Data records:
· · · ·
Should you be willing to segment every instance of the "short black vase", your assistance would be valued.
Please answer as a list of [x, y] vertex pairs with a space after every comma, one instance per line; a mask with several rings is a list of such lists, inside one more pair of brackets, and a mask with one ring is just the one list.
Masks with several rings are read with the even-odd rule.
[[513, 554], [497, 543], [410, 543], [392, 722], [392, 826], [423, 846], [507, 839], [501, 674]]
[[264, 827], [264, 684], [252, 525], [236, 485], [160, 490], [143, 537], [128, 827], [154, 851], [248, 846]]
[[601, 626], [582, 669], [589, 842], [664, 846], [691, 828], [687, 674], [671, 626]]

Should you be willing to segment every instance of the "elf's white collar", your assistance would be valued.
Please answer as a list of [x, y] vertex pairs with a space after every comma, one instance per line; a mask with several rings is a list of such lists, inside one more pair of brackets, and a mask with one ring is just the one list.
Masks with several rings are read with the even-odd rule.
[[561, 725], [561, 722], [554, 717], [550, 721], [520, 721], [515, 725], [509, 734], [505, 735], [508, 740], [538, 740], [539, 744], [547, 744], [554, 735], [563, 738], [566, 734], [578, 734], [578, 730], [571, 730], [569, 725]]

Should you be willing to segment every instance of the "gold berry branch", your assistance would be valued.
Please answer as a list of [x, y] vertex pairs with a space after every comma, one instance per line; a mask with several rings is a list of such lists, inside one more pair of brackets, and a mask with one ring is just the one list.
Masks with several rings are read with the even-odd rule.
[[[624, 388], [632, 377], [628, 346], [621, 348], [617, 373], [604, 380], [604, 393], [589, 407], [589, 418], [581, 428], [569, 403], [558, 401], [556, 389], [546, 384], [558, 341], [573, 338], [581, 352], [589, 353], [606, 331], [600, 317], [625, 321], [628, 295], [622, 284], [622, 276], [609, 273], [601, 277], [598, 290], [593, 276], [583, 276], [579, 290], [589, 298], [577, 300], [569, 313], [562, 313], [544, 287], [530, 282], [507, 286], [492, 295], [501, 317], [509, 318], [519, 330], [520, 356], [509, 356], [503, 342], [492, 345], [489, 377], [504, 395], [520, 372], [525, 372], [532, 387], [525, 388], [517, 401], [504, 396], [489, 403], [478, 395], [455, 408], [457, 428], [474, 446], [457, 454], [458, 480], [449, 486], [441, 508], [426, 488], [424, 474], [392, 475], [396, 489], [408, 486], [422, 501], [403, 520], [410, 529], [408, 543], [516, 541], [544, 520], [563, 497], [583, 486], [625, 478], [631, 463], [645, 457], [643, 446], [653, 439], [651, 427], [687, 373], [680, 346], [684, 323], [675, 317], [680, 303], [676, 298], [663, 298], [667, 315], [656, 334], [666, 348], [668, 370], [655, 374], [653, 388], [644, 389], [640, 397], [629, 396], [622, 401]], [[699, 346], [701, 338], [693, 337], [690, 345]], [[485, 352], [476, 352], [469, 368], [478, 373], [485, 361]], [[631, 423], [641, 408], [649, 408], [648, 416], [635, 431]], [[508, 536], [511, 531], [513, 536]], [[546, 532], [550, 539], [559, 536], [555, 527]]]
· · · ·
Your objective: Copy the material from its start through the line containing "730], [569, 725]]", swapping "valued" for "appreciated" and keeping everything else the same.

Result for this exercise:
Should you be willing to segment every instance of the "short black vase", your assistance would be appreciated.
Please answer as a list of [x, y] vertex pairs with a space after every comma, one instance per line; a mask with several rings is a list of such lists, inside one more pair of brackets, and a mask with one ring is just the one list.
Masks with several rings are read with the even-odd rule.
[[513, 554], [497, 543], [410, 543], [392, 722], [392, 826], [423, 846], [507, 839], [501, 674]]
[[264, 827], [264, 684], [252, 525], [236, 485], [160, 490], [143, 537], [128, 827], [154, 851], [248, 846]]
[[601, 626], [582, 669], [589, 842], [664, 846], [691, 828], [687, 674], [671, 626]]

Should you be willing to segment every instance of the "elf's white collar", your assistance would be appreciated.
Please answer as a list of [x, y] vertex pairs with a space after every comma, one instance per line; a mask with several rings is a list of such lists, inside one more pair of brackets, and a mask with one ring is just the one list.
Masks with several rings are read with the even-odd rule.
[[561, 725], [561, 722], [554, 717], [550, 721], [520, 721], [515, 725], [509, 734], [505, 735], [508, 740], [538, 740], [539, 744], [547, 744], [554, 735], [563, 738], [566, 734], [578, 734], [578, 730], [571, 730], [569, 725]]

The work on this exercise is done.